-- Start --

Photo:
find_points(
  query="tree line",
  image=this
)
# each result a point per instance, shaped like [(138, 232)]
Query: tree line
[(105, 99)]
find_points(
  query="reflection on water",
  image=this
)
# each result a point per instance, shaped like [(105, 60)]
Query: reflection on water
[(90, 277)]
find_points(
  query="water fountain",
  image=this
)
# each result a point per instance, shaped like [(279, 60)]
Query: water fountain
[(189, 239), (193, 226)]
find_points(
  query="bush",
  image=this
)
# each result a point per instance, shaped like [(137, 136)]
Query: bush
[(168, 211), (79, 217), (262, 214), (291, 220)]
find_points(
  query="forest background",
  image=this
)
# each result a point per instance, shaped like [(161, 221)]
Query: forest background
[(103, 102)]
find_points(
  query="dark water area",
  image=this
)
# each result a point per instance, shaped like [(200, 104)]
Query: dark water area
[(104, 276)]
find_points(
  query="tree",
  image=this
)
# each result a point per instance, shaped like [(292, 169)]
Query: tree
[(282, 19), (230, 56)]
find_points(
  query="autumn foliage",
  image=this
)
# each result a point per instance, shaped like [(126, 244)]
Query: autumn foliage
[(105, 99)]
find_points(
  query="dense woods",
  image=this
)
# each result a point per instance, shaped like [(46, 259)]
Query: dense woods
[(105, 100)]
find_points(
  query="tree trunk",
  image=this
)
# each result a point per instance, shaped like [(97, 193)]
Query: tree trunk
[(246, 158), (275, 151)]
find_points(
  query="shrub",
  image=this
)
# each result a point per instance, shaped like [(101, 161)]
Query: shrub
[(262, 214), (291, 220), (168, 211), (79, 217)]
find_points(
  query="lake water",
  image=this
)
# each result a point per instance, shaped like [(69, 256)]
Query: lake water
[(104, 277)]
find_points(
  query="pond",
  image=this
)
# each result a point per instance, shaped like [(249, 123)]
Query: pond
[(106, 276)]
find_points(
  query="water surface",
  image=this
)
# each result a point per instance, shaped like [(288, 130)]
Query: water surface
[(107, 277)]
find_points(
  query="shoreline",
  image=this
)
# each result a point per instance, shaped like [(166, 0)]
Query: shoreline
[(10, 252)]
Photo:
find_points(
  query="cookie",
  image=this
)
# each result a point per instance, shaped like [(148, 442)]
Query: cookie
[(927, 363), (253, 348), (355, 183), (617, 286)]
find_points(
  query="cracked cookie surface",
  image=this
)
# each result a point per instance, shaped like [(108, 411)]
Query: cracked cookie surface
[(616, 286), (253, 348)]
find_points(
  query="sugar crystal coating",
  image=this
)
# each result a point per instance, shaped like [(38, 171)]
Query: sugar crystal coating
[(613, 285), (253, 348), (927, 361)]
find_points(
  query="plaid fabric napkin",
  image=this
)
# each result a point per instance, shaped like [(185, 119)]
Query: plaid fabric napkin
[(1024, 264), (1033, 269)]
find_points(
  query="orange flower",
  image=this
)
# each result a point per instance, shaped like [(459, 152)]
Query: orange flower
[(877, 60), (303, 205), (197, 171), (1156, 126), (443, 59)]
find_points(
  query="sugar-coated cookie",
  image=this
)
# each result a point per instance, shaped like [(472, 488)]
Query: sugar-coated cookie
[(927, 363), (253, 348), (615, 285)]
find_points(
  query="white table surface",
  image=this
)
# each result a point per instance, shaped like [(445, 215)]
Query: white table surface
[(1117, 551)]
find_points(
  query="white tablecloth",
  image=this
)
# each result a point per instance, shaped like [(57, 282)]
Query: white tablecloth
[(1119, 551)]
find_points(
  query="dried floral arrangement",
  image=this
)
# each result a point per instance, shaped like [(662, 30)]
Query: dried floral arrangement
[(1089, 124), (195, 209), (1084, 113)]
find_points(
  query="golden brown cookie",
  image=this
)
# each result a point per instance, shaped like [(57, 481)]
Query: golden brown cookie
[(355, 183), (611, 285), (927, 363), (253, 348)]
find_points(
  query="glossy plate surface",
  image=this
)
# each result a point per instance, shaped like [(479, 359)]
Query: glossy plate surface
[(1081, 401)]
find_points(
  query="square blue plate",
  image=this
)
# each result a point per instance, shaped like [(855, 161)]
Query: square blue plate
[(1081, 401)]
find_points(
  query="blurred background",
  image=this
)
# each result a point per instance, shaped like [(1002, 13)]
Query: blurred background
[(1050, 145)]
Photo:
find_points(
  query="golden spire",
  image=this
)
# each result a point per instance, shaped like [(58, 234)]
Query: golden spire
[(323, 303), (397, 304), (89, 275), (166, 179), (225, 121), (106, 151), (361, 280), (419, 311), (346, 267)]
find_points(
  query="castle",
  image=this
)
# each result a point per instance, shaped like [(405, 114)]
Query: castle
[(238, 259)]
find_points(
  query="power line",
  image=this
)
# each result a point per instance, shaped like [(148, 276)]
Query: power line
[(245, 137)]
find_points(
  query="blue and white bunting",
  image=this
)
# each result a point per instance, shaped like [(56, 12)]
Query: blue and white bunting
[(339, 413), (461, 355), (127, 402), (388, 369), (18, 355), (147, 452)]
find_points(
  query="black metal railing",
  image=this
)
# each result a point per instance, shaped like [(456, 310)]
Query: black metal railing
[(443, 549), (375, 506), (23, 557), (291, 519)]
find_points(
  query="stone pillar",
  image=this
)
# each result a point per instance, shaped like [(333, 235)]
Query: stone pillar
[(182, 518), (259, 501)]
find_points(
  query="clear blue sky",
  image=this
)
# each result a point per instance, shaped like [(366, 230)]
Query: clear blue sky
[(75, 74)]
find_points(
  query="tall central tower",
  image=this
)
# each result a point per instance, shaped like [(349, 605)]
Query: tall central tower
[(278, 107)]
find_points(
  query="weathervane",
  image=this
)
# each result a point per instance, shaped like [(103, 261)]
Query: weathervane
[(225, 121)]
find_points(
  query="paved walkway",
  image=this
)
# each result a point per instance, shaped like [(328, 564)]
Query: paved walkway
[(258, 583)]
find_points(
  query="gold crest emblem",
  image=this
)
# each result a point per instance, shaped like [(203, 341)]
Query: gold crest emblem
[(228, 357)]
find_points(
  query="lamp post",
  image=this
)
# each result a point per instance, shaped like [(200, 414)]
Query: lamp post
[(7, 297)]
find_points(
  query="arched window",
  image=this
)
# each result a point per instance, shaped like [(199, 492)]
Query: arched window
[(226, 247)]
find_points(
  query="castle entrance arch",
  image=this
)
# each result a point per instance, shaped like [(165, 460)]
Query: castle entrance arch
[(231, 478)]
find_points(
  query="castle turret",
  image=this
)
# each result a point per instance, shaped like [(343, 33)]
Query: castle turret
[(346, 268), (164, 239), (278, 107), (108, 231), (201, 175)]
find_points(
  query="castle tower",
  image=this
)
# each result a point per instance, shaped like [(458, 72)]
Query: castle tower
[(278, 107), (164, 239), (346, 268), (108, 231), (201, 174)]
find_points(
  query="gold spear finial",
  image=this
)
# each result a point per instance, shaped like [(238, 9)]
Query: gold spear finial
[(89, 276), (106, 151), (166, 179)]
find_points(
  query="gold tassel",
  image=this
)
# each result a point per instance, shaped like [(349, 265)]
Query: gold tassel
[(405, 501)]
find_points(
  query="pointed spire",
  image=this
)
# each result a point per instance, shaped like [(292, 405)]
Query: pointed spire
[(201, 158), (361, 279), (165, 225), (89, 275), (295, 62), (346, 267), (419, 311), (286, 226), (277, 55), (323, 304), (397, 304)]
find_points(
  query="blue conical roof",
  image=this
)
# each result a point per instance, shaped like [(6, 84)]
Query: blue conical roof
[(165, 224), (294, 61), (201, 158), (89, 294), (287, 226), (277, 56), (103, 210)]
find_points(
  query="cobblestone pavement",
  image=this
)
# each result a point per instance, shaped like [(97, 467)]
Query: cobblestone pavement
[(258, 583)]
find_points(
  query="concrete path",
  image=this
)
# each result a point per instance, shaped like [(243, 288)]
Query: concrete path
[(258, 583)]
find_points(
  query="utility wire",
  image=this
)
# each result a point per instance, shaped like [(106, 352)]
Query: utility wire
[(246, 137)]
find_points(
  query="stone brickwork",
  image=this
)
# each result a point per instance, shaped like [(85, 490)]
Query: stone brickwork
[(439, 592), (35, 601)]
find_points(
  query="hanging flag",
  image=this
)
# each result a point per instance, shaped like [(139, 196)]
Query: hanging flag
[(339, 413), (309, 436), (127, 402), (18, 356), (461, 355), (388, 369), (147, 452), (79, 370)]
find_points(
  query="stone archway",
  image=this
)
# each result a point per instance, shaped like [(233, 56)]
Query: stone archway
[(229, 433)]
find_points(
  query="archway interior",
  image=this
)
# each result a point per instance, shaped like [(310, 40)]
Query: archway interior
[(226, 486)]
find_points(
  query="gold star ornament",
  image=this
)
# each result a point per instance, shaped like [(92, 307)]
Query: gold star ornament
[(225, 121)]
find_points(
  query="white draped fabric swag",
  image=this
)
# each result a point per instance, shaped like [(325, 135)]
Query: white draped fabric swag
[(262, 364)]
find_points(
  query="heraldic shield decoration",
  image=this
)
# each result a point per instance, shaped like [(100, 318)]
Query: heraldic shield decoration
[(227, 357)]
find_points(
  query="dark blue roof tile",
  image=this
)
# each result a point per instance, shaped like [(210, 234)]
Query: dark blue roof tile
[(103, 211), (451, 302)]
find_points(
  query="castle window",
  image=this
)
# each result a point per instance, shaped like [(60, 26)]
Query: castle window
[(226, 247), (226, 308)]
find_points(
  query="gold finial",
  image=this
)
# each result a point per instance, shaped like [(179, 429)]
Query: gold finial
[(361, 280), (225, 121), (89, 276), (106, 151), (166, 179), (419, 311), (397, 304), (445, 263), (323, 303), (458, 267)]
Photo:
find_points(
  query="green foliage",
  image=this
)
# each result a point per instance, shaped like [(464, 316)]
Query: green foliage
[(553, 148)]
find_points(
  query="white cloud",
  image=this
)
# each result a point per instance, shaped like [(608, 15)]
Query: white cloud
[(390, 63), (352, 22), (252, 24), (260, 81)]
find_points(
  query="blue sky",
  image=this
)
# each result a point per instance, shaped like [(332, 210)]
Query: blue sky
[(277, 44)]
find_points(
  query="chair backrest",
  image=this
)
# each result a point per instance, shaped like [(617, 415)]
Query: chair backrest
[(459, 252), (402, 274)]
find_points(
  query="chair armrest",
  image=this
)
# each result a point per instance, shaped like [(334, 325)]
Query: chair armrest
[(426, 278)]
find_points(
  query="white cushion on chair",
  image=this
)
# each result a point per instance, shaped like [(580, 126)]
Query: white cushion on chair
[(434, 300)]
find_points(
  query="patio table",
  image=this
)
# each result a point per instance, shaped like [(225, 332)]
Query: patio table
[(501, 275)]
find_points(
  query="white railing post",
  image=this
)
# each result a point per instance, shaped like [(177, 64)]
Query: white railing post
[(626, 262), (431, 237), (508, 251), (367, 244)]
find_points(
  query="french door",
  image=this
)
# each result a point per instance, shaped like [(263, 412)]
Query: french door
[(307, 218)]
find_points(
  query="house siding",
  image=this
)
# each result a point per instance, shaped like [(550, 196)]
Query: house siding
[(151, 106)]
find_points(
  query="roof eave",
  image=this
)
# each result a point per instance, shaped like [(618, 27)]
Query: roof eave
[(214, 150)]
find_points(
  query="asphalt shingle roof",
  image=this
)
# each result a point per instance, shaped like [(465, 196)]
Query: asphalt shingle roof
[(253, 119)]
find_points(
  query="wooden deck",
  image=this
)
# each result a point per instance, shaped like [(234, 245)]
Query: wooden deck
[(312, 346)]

-- End --

Count the lines in the items above that contain the string "paved", and give only that number.

**ANSWER**
2